-- Your objective --
Without reproducing any image, print the listing below exactly.

-- Opening Marker --

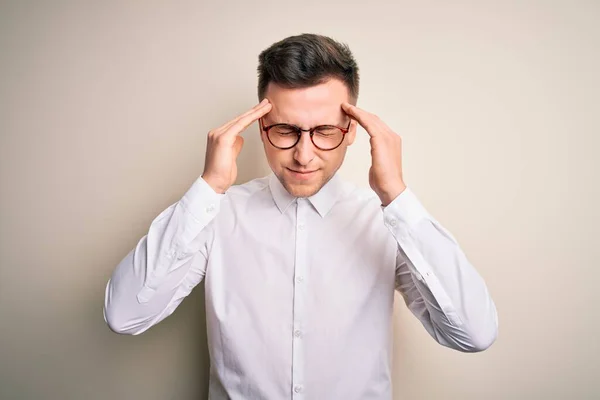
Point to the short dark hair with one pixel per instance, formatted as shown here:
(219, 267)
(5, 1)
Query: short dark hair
(307, 60)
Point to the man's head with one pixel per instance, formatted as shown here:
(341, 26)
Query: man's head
(306, 79)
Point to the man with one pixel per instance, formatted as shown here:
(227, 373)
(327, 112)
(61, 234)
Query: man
(300, 267)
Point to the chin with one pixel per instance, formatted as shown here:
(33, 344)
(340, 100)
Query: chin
(303, 189)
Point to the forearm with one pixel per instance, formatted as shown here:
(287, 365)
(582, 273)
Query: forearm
(438, 282)
(166, 264)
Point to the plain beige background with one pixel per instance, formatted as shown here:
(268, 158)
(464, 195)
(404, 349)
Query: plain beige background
(104, 110)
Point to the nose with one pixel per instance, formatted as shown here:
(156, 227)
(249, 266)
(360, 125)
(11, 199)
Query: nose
(304, 151)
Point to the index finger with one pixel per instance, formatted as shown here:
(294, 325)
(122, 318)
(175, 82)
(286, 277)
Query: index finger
(364, 118)
(248, 118)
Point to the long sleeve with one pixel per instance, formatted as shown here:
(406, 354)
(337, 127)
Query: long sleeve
(165, 265)
(438, 283)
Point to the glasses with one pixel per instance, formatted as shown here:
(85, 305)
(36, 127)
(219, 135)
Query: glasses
(286, 136)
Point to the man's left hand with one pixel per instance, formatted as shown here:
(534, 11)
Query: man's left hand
(385, 175)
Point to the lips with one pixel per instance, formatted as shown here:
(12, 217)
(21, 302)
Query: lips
(303, 175)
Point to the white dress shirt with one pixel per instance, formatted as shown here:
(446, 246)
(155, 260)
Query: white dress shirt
(299, 291)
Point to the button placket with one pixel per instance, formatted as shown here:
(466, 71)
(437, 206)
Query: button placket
(300, 271)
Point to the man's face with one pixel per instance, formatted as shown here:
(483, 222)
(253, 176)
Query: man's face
(307, 108)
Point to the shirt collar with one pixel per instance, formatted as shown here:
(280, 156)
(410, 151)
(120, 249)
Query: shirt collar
(322, 201)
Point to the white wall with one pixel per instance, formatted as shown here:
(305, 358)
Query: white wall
(104, 109)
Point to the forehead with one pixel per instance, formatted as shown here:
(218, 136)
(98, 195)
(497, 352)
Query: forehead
(306, 107)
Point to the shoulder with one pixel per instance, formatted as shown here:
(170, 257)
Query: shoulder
(248, 189)
(359, 196)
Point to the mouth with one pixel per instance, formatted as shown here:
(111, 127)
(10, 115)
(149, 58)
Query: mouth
(302, 175)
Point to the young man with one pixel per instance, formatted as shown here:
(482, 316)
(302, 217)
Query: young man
(300, 267)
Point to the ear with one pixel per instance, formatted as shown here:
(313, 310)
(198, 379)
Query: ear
(351, 135)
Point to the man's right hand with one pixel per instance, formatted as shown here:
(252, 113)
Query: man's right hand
(224, 146)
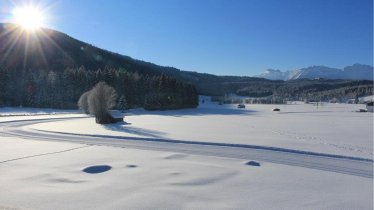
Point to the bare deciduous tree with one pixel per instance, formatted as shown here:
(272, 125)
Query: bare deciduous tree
(100, 99)
(83, 102)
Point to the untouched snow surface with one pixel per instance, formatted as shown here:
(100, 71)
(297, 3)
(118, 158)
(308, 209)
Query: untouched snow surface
(15, 111)
(49, 175)
(330, 128)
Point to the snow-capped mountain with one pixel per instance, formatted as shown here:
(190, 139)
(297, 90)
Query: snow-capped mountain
(354, 72)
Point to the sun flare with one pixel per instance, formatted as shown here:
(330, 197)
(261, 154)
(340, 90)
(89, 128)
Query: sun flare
(29, 17)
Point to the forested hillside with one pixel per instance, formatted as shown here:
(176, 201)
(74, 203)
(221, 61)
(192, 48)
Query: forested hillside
(51, 69)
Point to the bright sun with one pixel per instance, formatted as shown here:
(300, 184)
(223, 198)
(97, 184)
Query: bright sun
(29, 17)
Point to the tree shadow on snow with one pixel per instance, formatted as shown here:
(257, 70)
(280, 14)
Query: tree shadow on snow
(200, 111)
(122, 127)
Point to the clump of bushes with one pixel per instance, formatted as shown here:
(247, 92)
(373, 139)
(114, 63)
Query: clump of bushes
(98, 101)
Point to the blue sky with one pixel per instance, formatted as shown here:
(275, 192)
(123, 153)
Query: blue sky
(224, 37)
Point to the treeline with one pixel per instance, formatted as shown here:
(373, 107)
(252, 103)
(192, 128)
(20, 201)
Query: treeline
(311, 90)
(50, 89)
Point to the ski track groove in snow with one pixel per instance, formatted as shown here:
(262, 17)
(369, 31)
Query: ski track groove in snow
(326, 162)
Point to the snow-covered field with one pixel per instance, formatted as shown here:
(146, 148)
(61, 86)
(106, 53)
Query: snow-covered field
(330, 128)
(50, 175)
(16, 111)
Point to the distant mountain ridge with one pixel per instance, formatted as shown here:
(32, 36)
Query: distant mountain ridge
(354, 72)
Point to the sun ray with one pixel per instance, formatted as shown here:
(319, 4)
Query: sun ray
(29, 17)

-- Closing Marker --

-- Answer box --
Point to the short dark hair with one pixel per instance, formatted as shown here:
(219, 267)
(5, 1)
Query: short dark hair
(307, 60)
Point to the man's head with one pixel per instance, formatted as shown here:
(341, 26)
Query: man's head
(306, 79)
Point to the man with one pixel per instance, formatted as shown here:
(227, 373)
(327, 112)
(61, 234)
Query: man
(300, 267)
Point to the chin with one pixel per instance, formatted as shown here:
(33, 344)
(340, 100)
Query: chin
(303, 189)
Point to the forearm with one pixel per instance, formatted as shown here:
(287, 365)
(582, 273)
Query: forearm
(438, 282)
(166, 264)
Point to the plain beige background with one pixel per instance, formatted as shown here:
(268, 158)
(464, 195)
(404, 349)
Query: plain beige background
(104, 110)
Point to the nose with one pixel per instance, formatted as shown here:
(156, 227)
(249, 266)
(360, 125)
(11, 199)
Query: nose
(304, 151)
Point to the index finger with one pixel per instance, formatted as shown here:
(294, 325)
(122, 318)
(175, 82)
(286, 277)
Query: index finger
(364, 118)
(248, 118)
Point to the long sleeve with one pixel per instance, formatted as shown here:
(406, 354)
(337, 127)
Query: long sleeve
(165, 265)
(438, 283)
Point to the glasses with one pixel per instance, formatted as shown here:
(85, 305)
(36, 127)
(219, 135)
Query: glasses
(286, 136)
Point to the man's left hand with one pixel per instance, formatted as shown here:
(534, 11)
Query: man's left hand
(385, 175)
Point to the lips with one pixel per instance, formatted as shown here:
(12, 217)
(21, 302)
Query: lips
(303, 175)
Point to the white dress shirt with one pixel per instance, formatted as shown here:
(446, 246)
(155, 260)
Query: white dress shirt
(299, 291)
Point to the button placket with one pixel per instance, formatted as shown here:
(466, 71)
(437, 206)
Query: button placket
(300, 271)
Point to the man's face with one pixel per instance, formatted as shown here:
(483, 222)
(253, 176)
Query: man's face
(307, 108)
Point to the shirt collar with one pixel per instance, formatted as shown here:
(280, 156)
(410, 151)
(120, 249)
Query: shirt collar
(322, 201)
Point to the white wall with one pixel per instance, formatted as shown here:
(305, 358)
Query: white wall
(104, 109)
Point to the forehead with one pixel per instance, formatted as shown here:
(218, 136)
(98, 195)
(497, 352)
Query: forehead
(306, 107)
Point to the shoulder with one pixel per instance, formatted as shown here:
(170, 257)
Query: shoulder
(248, 189)
(359, 196)
Point to the mouth with one pixel per instance, formatted as shown here:
(111, 127)
(10, 115)
(149, 58)
Query: mouth
(302, 175)
Point to the young man with one pixel per instance, formatted as shown here:
(482, 316)
(302, 217)
Query: young man
(300, 267)
Point to the ear with one pixel per instance, formatted as shown here:
(313, 310)
(198, 379)
Query: ear
(351, 135)
Point to the man's right hand with one pixel per instance, formatted as shown here:
(252, 113)
Query: man's right hand
(224, 146)
Point to the bare deciduous tree with one pixel per instance, formatted as shown here:
(272, 125)
Query: bare deciduous tree
(100, 99)
(83, 102)
Point to the untouched snow surface with one pixel per instance, formatted as shown here:
(100, 71)
(297, 3)
(118, 158)
(308, 209)
Query: untouched snow surface
(15, 111)
(49, 175)
(330, 128)
Point to the snow-capped mountain with one pixel per instance, formatted as shown here:
(190, 139)
(297, 90)
Query: snow-capped mountain
(354, 72)
Point to the sun flare with one pixel per instance, formatted as shown here:
(330, 197)
(261, 154)
(340, 90)
(89, 128)
Query: sun flare
(29, 17)
Point to the forested hillside with one pixel per instance, formatted as shown here:
(176, 201)
(74, 203)
(221, 61)
(192, 48)
Query: forested hillside
(51, 69)
Point to the bright sun with one pixel per instance, formatted as shown here:
(300, 184)
(223, 198)
(97, 184)
Query: bright sun
(29, 17)
Point to the tree shadow on snow with one pixel per instance, formatted as shown here:
(257, 70)
(280, 14)
Query: tree shadow on snow
(200, 111)
(122, 127)
Point to the clump of bushes with one pixel per instance, formatted as shown here:
(247, 92)
(373, 139)
(114, 63)
Query: clump of bushes
(98, 101)
Point to the blue sky with one pixel per instance, formatted as shown here:
(275, 192)
(123, 153)
Query: blue sky
(224, 37)
Point to the treeline with one pixel per instance, formatted as shown here:
(373, 107)
(252, 103)
(192, 128)
(20, 201)
Query: treeline
(311, 90)
(50, 89)
Point to the ski track groove in snow with one pixel per instance, formatted as shown here:
(262, 17)
(369, 31)
Query: ski track groove in snow
(326, 162)
Point to the snow-covered field with one pixel per instance, formatted as shown here:
(146, 148)
(61, 86)
(106, 53)
Query: snow-covered field
(330, 128)
(50, 175)
(16, 111)
Point to the distant mountain ridge with one pixel per instance, formatted as shown here:
(32, 36)
Query: distant mountain ridge
(354, 72)
Point to the sun ray with one pixel per instance, formatted as shown here:
(319, 4)
Query: sun ray
(29, 17)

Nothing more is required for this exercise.